**Article:**
.....

To determine the best player, the three field umpires (not the goal umpires or boundary umpires) confer after each home-and-away match and award three votes, two votes and one vote to the players they regard as the best, second-best and third-best in the match, respectively. On the awards night, the votes from each match are tallied, and the player or players with the highest number of votes is awarded the trophy (subject to eligibility – see below).

The current voting system, which is the same as that of the Australian Football League (AFL)'s Brownlow Medal, has been used since the award's inception. If two or more eligible players score the equal highest number of votes, each wins a trophy.

===Ineligibility===
The fairest component of the trophy is achieved by making ineligible any player who is suspended by the AFL Tribunal during the home-and-away season. An ineligible player cannot win the award, regardless of the number of votes she has received.

A player remains eligible for the award under the following circumstances:
- she is suspended during the finals or pre-season;
- she serves a suspension in the current season which carried on from, or was earned for an offence committed in, the previous season;
- she receives any sort of club-imposed suspension which is not recognised by the AFL Tribunal;
- she is found guilty by the AFL Tribunal of an offence which attracts only a financial penalty.

.....

**Point annotation dataset rows:**
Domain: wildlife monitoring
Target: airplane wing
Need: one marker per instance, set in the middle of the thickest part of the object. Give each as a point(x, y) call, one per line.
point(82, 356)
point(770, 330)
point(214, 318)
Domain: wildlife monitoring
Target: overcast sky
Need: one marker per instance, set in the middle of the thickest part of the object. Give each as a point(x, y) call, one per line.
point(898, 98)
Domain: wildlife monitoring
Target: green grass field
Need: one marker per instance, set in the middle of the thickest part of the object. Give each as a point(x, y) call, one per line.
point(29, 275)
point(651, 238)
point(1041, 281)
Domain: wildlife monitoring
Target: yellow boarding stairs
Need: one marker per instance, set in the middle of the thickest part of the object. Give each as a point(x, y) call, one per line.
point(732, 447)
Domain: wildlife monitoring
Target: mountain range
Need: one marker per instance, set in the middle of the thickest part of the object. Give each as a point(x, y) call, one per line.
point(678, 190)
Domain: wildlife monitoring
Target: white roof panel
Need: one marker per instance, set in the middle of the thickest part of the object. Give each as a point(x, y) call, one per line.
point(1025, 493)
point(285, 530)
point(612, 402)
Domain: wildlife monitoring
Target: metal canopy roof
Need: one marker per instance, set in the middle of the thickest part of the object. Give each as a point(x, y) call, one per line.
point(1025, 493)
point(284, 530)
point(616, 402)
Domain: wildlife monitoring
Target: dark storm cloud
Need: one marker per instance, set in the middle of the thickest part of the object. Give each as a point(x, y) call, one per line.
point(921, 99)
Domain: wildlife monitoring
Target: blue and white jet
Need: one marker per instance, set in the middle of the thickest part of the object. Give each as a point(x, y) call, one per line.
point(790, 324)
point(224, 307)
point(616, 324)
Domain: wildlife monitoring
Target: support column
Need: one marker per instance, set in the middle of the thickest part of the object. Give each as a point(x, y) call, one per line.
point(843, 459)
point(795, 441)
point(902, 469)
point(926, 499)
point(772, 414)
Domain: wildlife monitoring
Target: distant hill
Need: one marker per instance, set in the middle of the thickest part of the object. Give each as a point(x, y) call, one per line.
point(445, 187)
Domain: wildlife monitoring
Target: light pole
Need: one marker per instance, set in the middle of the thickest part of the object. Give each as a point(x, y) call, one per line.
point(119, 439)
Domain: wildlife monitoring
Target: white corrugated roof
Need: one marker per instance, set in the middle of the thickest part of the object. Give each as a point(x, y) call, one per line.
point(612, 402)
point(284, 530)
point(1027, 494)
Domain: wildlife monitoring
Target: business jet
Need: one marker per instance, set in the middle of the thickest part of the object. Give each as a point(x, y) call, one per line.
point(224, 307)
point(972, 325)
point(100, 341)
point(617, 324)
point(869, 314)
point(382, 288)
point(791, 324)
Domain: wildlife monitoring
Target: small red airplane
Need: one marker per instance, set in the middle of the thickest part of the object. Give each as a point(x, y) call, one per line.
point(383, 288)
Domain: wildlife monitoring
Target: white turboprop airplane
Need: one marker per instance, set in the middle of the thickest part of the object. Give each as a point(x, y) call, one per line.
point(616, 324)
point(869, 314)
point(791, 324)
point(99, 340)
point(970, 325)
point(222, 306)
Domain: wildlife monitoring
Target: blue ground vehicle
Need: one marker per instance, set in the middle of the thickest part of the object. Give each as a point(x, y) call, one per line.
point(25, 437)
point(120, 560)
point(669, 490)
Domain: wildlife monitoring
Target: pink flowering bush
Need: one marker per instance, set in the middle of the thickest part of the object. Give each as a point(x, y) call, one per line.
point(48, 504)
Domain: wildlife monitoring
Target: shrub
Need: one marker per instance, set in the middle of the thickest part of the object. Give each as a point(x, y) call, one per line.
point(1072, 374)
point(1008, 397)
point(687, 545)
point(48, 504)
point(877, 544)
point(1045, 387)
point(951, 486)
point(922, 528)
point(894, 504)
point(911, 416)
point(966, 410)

.....

**What is expected:**
Transcribe the text on the award's voting and eligibility rules, starting at the words "The current voting" and ending after the words "she has received.".

**Solution:**
The current voting system, which is the same as that of the Australian Football League (AFL)'s Brownlow Medal, has been used since the award's inception. If two or more eligible players score the equal highest number of votes, each wins a trophy.

===Ineligibility===
The fairest component of the trophy is achieved by making ineligible any player who is suspended by the AFL Tribunal during the home-and-away season. An ineligible player cannot win the award, regardless of the number of votes she has received.